Extracted data entries:
※ ※ ※

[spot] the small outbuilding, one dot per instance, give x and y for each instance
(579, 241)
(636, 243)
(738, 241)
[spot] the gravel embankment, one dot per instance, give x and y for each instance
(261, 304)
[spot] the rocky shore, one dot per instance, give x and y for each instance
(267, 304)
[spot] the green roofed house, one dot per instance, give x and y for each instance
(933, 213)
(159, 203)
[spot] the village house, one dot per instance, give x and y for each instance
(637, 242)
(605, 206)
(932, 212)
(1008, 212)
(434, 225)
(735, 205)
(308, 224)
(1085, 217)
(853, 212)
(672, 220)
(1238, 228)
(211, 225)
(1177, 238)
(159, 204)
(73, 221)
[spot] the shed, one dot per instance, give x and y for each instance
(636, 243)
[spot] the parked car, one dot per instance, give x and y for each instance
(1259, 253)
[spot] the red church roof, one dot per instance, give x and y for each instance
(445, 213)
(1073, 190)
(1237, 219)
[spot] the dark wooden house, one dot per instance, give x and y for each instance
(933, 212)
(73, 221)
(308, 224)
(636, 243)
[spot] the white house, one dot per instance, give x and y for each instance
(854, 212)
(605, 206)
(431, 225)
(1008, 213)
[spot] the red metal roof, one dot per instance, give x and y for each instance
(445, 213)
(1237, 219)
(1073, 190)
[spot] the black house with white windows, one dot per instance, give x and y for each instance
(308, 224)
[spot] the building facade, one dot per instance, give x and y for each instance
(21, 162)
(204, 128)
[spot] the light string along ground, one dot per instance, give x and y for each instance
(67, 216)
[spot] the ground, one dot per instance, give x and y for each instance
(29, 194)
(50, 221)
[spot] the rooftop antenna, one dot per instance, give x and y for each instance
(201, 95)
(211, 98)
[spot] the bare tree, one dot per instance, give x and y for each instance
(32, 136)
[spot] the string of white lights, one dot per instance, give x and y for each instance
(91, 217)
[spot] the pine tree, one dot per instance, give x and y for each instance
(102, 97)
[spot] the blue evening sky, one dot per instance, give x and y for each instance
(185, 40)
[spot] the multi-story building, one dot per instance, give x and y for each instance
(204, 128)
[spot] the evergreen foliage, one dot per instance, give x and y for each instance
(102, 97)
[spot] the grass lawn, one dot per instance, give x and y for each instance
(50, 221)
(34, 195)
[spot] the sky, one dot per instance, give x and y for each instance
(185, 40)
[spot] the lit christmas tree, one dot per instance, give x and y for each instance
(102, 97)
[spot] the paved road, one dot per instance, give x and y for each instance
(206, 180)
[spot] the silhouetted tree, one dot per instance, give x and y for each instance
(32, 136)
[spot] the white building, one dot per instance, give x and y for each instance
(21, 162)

※ ※ ※

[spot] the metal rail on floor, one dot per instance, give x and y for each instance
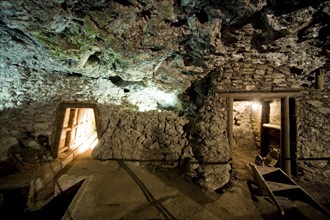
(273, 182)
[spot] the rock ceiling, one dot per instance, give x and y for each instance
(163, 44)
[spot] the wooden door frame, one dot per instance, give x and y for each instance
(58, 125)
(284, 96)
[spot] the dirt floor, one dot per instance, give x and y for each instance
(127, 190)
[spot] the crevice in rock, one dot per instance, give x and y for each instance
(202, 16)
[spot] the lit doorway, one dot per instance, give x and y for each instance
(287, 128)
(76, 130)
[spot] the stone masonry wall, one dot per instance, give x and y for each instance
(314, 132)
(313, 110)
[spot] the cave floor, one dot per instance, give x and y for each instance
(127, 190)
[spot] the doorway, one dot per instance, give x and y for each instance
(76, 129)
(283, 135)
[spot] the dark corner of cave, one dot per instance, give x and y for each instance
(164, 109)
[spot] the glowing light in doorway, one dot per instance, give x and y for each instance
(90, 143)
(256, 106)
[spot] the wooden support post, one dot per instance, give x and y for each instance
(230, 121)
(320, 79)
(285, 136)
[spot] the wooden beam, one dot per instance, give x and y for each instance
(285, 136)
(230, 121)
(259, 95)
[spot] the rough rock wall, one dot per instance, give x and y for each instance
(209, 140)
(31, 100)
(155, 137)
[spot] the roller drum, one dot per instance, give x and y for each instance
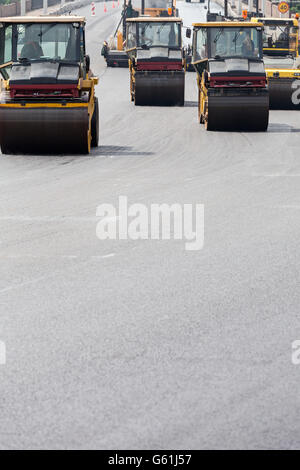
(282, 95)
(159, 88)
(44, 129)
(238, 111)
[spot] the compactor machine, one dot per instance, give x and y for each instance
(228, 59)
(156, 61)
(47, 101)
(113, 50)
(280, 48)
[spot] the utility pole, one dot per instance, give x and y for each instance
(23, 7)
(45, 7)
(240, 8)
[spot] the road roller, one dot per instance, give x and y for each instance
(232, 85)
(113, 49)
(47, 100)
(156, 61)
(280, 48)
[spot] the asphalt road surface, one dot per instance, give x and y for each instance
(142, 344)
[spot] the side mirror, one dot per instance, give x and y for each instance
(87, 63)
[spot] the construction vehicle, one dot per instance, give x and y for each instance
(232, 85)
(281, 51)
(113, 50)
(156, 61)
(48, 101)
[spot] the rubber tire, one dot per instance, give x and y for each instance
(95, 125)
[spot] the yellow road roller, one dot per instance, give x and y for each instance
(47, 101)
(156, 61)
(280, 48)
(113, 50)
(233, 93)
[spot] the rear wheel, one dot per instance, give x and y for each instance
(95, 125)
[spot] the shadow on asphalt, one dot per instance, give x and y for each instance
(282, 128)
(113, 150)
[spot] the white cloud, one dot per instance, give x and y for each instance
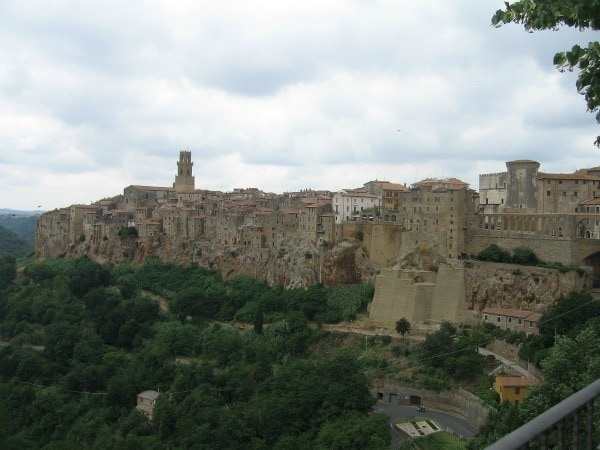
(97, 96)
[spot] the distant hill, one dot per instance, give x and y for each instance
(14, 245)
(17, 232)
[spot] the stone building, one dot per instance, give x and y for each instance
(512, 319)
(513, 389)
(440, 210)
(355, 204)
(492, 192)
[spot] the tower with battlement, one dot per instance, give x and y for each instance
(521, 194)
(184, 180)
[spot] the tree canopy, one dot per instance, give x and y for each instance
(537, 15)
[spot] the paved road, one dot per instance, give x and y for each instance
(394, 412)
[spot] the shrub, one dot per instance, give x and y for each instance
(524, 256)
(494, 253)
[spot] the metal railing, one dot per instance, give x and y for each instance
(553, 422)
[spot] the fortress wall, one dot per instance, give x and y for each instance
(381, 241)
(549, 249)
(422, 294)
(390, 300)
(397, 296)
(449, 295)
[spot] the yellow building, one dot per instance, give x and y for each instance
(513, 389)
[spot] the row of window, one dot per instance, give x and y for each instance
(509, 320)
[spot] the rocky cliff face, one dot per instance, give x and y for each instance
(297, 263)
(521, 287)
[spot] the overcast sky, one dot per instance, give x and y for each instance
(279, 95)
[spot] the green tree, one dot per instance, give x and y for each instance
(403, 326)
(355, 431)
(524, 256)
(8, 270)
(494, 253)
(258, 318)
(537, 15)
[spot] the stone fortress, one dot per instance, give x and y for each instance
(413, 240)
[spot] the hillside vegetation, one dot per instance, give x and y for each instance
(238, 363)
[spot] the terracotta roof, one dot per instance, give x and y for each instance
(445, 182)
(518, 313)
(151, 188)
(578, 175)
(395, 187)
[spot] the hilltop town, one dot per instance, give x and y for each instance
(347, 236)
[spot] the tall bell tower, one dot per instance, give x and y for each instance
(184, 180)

※ ※ ※

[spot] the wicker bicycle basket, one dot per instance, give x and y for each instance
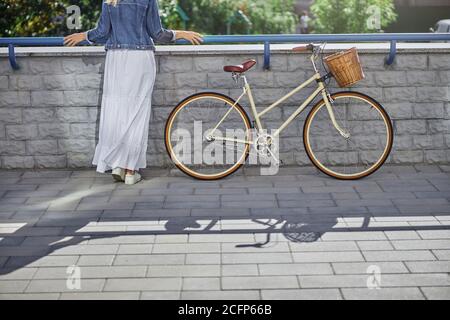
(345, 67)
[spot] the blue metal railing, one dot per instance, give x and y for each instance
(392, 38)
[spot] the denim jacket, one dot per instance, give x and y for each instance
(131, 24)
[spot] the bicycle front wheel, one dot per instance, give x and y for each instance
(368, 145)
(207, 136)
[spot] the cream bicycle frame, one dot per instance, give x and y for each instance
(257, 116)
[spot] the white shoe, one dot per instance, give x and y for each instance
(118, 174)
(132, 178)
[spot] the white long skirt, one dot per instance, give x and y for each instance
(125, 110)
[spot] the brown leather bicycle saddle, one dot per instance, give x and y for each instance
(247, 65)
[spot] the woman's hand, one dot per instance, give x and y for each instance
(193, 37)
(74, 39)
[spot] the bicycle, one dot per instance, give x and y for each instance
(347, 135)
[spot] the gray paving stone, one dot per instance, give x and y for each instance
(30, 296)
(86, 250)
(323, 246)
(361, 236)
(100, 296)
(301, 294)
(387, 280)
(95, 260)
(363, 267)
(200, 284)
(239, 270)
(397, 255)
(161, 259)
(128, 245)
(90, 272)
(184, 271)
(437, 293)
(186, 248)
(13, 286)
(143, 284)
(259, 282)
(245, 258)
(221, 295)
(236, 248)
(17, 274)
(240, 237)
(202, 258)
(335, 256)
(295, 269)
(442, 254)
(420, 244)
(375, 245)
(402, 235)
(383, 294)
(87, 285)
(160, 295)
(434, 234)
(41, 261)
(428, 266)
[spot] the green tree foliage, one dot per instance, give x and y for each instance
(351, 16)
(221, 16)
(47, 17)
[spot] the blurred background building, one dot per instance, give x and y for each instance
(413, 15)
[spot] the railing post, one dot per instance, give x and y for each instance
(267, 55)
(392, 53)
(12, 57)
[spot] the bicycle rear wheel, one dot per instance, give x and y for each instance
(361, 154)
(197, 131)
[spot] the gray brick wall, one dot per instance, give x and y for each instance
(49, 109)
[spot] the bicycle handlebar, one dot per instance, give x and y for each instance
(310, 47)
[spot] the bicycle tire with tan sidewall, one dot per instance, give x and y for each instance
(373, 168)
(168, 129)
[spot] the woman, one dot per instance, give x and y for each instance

※ ※ ※

Write down exactly the span of lines above from the one containing "[spot] the gray paving" to the one containing "[spot] the woman, one", both ends included.

**ANSWER TO THIS TASK**
[spot] the gray paving stone, one dot per instance, give x and y for each instance
(30, 296)
(86, 250)
(323, 246)
(361, 236)
(100, 296)
(301, 294)
(387, 280)
(95, 260)
(363, 267)
(200, 284)
(239, 270)
(397, 255)
(161, 259)
(128, 245)
(90, 272)
(184, 271)
(437, 293)
(186, 248)
(13, 286)
(143, 284)
(259, 282)
(245, 258)
(221, 295)
(236, 248)
(17, 274)
(240, 237)
(202, 258)
(335, 256)
(295, 269)
(442, 254)
(420, 244)
(375, 245)
(402, 235)
(383, 294)
(87, 285)
(160, 295)
(434, 234)
(41, 261)
(428, 266)
[spot] the green tree foliage, one dot per instance, give x and y for each instance
(351, 16)
(221, 16)
(47, 17)
[spot] the blurred background building, one dot per instance, give x and y for each instance
(413, 15)
[spot] the railing post, one dot per instance, give x and y for each instance
(267, 55)
(392, 53)
(12, 57)
[spot] the bicycle rear wheel, one dot per instance, give x and y for each instance
(361, 154)
(197, 131)
[spot] the gray brick wall, one dot per instance, give x and y for each instance
(49, 109)
[spot] the bicycle handlebar, one dot per instance, give x and y for each instance
(310, 47)
[spot] the bicycle tire with tan sidewall, one dot per instance, give x and y for each instance
(373, 168)
(168, 129)
[spot] the woman, one dot per instance, give x and y for each instance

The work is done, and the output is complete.